Leisure can be described as an experience which is internally motivated and free from work or other mandatory activities [2, 3]. Cordes and Ibrahim [4] described the three essential elements of leisure as perceived freedom on the experience at will, autotelic activity with intrinsic motivation, and beneficial outcome through leisure activities. As such, leisure can be comprehensively determined by active activities such as sports participations and tourism, as well as passive activities including reading and meditation [5, 6].

As the number of leisure activity participants has increased, many studies that examine how leisure activities affect participants’ satisfaction have been conducted. One study determined that participation in exercise and physical activities during leisure time was a statistically significant predictor of older adults’ life satisfaction levels [5]. The study by Ayyildi and Gokyurek [7] indicated that participation in recreational dance activities and leisure satisfaction were statistically related based on age group, income and education level, marital status, and parental status. Another study showed the significant relationship between family leisure satisfaction and satisfaction with family life [8]. Thus, results from these studies have indicated that participation in leisure activities were closely connected to physical, psychological, and social benefits and satisfaction [3, 9, 10].

To support this research, instruments and questionnaires have been created and developed to measure participants’ satisfaction levels [11, 12]. Among these methods, Beard and Ragheb [11] created and developed the Leisure Satisfaction Scale (LSS) to measure individual leisure satisfaction levels. The LSS is composed of 51 items and each item is measured utilizing a five-point Likert-type scale from 1 (strongly disagree) to 5 (strongly agree) in which the higher scores are higher leisure satisfaction levels. More specifically, these 51 LSS items form up to six subscales including: psychological (13 items), educational (12 items), social (11 items), relaxation (4 items), physiological (6 items), and aesthetic (5 items) satisfaction. At this time, reliability test of LSS was assessed by administrating the sample of 603 individuals, which included students, professionals, technical workers, and retirees. Then, it was assessed with another sample of 347 subjects, after which some changes and refinements were administrated. Through the assessment of two samples, this instrument demonstrated it was reliable for measuring individual leisure satisfaction level. Further, Beard and Ragheb [11] sampled four items from each subscale to reduce the approximate 20 min measurement time of the LSS. They developed 24 items into the LSS-short form, which reduced measurement time to no more than 10 min and attained an internal consistency of 0.93.

> _EXERCISE TASK 1_
In the leisure satisfaction text, how many items make up the short form of the Leisure Satisfaction Scale?
> _EXERCISE TASK 2_
Reproduce word for word the part of the leisure satisfaction text that opens with the words containing "Leisure can be described" and closes with "meditation [5, 6].".

> _SUPPLIED ENTRIES_
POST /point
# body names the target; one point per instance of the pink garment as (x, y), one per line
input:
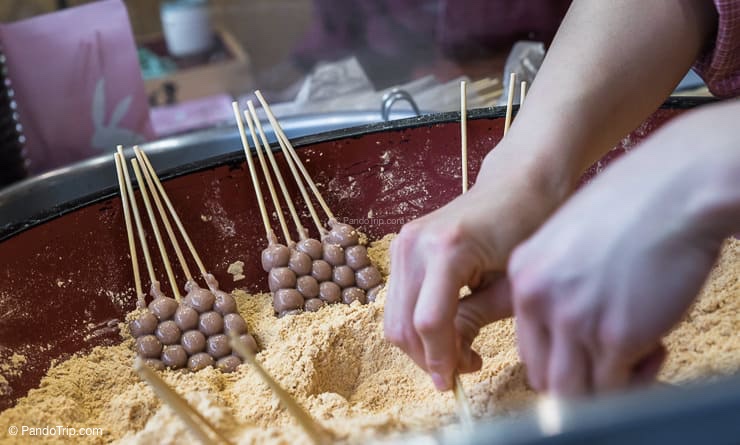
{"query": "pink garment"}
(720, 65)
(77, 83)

> _TASK SOLUTION 1_
24 items.

> _TASK SOLUTION 2_
Leisure can be described as an experience which is internally motivated and free from work or other mandatory activities [2, 3]. Cordes and Ibrahim [4] described the three essential elements of leisure as perceived freedom on the experience at will, autotelic activity with intrinsic motivation, and beneficial outcome through leisure activities. As such, leisure can be comprehensively determined by active activities such as sports participations and tourism, as well as passive activities including reading and meditation [5, 6].